▸ Tarefa
Liste todos os anos citados no trecho sobre educação profissional em saúde, sem repetir nenhum, na ordem em que aparecem pela primeira vez.

▸ Trecho do texto
● ● ● ●
Para Ricardo, a disseminação da informação também é considerada uma formação, pois ele entende que quem dissemina também forma, ao escolher qual conteúdo e de que forma disseminar. Portanto, a disseminação também está ligada a uma noção de gerar estratégias de pensamento e de comunicação. “Para disseminar, precisamos comunicar. Para que a informação conquista em uma prática educativa, precisa ser comunicada para que gere em outra instância a educação em informação”.



A professora-pesquisadora da EPSJV Ana Margarida Campello apresentou um panorama da educação profissional em saúde, com um recorte para a área de Registros e Informações. De acordo com os dados apresentados pela pesquisadora, de 2002 a 2010, na educação profissional em geral, houve um aumento no número de matrículas na rede pública. “Em 2002, as matrículas no público e no privado eram iguais, mas o público cresceu nessa década e passou a ter uma presença mais efetiva, principalmente a partir de 2007. Já na área de saúde, ocorre o inverso: temos uma presença do setor privado muito mais significativa. Em outras palavras, há uma ausência do setor publico na formação técnica em saúde”, apontou.
● ● ● ●
▸ Dados para examinar

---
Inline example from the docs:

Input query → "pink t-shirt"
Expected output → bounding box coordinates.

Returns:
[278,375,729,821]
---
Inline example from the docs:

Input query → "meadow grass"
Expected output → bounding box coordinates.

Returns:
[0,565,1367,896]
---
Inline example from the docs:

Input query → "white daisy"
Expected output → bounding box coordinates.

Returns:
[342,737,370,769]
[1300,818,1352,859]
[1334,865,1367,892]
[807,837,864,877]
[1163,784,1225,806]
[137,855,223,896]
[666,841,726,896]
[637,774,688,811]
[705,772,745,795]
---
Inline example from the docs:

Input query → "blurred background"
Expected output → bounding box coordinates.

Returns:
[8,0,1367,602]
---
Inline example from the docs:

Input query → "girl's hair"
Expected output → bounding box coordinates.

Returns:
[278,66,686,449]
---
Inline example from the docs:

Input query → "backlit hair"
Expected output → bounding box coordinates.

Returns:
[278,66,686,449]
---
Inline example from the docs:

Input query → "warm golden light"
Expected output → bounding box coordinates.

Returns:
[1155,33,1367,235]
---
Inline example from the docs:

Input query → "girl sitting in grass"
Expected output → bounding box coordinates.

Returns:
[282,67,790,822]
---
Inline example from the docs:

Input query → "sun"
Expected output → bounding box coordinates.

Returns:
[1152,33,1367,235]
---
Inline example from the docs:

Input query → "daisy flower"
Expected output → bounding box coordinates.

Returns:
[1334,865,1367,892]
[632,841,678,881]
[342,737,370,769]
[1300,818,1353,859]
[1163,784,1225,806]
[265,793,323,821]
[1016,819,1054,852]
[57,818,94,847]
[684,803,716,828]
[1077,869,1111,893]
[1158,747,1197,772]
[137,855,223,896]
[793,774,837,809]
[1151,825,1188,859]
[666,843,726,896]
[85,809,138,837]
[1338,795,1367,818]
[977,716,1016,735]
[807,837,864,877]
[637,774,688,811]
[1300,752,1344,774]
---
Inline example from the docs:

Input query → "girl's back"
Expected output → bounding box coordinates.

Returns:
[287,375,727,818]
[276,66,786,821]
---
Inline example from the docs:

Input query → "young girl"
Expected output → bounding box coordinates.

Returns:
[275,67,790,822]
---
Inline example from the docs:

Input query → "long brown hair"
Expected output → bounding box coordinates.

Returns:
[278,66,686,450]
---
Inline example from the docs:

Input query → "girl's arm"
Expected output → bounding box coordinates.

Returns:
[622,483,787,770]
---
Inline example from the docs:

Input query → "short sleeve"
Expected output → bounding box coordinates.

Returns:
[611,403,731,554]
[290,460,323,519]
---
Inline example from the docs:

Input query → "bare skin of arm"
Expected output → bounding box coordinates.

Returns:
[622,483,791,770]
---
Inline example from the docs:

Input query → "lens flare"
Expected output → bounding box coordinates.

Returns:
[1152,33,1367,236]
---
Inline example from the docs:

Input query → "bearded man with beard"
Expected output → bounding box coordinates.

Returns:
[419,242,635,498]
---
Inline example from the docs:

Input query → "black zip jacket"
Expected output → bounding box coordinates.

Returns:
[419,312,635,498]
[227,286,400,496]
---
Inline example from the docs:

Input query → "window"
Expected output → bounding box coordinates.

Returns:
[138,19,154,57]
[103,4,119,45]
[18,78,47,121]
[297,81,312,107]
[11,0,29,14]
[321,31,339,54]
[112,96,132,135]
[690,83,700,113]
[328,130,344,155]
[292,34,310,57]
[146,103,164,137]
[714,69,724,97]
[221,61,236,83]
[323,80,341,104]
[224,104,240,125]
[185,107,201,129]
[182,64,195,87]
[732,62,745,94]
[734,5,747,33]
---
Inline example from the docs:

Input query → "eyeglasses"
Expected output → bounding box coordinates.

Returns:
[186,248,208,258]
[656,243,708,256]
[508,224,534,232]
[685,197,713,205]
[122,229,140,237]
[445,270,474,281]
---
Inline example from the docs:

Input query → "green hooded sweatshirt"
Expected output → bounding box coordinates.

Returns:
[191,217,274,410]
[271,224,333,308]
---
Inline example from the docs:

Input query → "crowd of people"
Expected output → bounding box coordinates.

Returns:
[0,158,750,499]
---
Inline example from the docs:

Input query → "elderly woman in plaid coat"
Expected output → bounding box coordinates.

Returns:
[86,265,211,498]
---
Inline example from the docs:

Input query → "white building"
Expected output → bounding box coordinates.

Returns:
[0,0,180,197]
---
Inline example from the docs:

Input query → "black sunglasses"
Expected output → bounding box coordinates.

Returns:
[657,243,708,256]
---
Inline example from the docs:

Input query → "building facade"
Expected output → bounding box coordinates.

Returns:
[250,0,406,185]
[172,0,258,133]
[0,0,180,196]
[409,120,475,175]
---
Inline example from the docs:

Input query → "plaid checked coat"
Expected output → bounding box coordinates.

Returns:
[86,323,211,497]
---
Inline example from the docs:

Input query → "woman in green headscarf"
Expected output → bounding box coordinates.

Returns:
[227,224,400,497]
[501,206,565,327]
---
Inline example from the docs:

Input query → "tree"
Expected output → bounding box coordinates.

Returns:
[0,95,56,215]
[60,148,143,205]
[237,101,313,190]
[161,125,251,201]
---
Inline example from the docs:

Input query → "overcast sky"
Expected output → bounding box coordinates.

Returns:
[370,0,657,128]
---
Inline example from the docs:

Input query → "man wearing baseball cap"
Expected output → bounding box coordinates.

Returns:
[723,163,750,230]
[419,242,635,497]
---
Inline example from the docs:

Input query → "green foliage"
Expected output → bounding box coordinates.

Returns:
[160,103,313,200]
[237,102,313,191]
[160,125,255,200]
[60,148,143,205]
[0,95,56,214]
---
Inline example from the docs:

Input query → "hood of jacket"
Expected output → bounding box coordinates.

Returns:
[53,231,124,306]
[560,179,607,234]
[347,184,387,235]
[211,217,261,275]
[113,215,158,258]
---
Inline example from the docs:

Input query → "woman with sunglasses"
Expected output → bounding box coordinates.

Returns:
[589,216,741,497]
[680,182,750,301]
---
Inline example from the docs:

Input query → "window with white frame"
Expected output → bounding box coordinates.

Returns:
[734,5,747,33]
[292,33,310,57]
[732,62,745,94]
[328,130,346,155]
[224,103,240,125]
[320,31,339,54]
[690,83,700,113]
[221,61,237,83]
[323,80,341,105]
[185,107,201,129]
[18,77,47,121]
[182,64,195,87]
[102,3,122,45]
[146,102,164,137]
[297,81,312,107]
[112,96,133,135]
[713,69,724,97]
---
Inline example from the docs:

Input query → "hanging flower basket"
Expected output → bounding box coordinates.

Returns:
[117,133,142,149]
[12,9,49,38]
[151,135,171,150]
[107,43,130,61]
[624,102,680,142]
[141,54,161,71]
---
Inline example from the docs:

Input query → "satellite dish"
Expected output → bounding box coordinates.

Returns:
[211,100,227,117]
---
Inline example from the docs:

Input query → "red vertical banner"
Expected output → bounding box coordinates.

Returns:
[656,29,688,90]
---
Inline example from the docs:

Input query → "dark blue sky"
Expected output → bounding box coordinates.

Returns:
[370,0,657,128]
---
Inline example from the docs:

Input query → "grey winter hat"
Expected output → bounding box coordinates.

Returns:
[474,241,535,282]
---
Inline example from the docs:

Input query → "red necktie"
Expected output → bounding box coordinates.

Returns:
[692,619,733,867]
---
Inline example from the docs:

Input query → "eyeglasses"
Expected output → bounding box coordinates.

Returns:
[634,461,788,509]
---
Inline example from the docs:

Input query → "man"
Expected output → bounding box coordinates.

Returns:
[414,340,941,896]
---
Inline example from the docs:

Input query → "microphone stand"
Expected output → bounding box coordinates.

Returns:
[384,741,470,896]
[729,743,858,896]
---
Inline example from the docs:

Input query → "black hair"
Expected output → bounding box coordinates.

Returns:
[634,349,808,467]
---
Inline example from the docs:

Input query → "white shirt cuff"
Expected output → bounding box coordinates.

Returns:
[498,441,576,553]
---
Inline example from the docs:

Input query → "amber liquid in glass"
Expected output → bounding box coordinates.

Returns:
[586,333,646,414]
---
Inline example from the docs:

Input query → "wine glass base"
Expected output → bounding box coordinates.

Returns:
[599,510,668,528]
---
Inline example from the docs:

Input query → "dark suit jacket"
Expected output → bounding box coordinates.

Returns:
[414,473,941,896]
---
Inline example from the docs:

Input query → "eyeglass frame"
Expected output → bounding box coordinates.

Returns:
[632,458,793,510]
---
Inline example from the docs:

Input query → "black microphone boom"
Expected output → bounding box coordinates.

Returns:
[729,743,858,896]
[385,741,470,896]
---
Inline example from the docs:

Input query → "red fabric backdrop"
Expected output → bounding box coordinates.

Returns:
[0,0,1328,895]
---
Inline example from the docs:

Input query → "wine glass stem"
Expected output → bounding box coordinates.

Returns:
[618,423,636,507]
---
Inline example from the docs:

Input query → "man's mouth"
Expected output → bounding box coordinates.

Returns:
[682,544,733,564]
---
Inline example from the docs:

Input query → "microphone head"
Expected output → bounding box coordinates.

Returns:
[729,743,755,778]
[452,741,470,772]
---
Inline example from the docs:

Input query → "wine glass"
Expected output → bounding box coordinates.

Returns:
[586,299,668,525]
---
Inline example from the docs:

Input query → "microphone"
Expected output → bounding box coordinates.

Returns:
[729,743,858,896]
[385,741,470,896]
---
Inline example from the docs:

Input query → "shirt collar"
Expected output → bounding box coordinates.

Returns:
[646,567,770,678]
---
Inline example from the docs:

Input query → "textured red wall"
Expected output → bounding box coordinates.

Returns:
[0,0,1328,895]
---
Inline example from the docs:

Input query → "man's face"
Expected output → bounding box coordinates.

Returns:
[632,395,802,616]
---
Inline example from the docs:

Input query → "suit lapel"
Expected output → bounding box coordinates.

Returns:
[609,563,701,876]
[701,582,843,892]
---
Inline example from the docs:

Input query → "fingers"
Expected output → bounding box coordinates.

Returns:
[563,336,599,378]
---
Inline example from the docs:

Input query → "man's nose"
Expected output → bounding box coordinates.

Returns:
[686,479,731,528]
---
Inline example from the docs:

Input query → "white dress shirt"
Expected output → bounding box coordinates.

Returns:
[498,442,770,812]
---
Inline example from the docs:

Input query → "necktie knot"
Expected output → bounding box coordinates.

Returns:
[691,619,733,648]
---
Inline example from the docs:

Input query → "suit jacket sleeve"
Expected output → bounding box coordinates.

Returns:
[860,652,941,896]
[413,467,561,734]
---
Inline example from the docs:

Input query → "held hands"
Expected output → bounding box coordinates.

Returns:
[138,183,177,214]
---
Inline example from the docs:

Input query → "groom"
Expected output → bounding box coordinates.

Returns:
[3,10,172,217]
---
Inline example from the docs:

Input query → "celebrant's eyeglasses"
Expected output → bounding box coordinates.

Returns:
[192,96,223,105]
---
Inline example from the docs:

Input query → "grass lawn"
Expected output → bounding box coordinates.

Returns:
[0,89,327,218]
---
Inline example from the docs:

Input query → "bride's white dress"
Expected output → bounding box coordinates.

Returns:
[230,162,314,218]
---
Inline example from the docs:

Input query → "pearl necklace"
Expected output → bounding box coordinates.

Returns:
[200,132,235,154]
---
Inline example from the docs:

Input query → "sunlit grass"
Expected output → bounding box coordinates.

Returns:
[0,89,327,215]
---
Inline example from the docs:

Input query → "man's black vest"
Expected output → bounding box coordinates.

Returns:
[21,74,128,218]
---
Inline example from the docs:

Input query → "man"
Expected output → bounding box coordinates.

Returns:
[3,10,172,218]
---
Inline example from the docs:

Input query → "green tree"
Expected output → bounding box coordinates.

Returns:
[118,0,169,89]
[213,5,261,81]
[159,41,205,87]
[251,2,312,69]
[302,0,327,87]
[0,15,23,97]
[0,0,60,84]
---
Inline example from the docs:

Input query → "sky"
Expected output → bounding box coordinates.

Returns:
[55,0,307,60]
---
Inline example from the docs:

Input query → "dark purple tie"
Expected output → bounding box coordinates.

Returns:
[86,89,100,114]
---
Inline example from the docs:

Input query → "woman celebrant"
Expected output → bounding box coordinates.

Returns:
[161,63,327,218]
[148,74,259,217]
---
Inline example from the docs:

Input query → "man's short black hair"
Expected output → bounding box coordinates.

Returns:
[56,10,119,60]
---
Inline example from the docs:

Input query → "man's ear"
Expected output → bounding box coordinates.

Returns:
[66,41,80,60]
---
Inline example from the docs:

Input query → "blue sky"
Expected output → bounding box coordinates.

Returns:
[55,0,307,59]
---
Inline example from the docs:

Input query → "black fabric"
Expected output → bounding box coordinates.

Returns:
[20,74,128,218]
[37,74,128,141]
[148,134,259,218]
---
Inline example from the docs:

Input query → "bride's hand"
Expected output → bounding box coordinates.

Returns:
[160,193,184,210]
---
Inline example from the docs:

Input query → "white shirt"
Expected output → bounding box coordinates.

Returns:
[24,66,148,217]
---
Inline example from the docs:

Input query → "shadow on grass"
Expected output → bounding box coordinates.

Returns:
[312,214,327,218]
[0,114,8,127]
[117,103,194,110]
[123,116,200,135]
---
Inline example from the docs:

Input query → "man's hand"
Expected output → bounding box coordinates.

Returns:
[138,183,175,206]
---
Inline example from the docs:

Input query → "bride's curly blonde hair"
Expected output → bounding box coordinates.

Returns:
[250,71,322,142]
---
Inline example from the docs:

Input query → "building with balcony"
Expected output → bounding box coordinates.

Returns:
● ● ● ●
▸ Resultado do exercício
2002, 2010, 2007